*** Opening Source information ***

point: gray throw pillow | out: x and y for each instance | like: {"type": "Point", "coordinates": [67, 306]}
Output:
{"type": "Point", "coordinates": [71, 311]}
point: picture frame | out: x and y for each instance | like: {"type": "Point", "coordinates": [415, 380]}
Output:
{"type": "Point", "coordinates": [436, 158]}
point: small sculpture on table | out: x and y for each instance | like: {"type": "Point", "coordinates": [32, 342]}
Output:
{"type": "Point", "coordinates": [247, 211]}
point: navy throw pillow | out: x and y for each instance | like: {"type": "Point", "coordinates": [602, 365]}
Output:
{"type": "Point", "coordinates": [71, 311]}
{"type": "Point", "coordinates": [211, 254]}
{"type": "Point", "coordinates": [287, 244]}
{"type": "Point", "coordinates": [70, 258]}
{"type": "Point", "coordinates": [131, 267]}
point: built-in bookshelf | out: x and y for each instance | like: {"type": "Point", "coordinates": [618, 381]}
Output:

*** Closing Source information ***

Exercise goal =
List the lines of the records where "throw" occurs.

Output =
point: gray throw pillow | out: x and y for each instance | like: {"type": "Point", "coordinates": [67, 306]}
point: navy throw pillow | out: x and y for each instance | like: {"type": "Point", "coordinates": [602, 365]}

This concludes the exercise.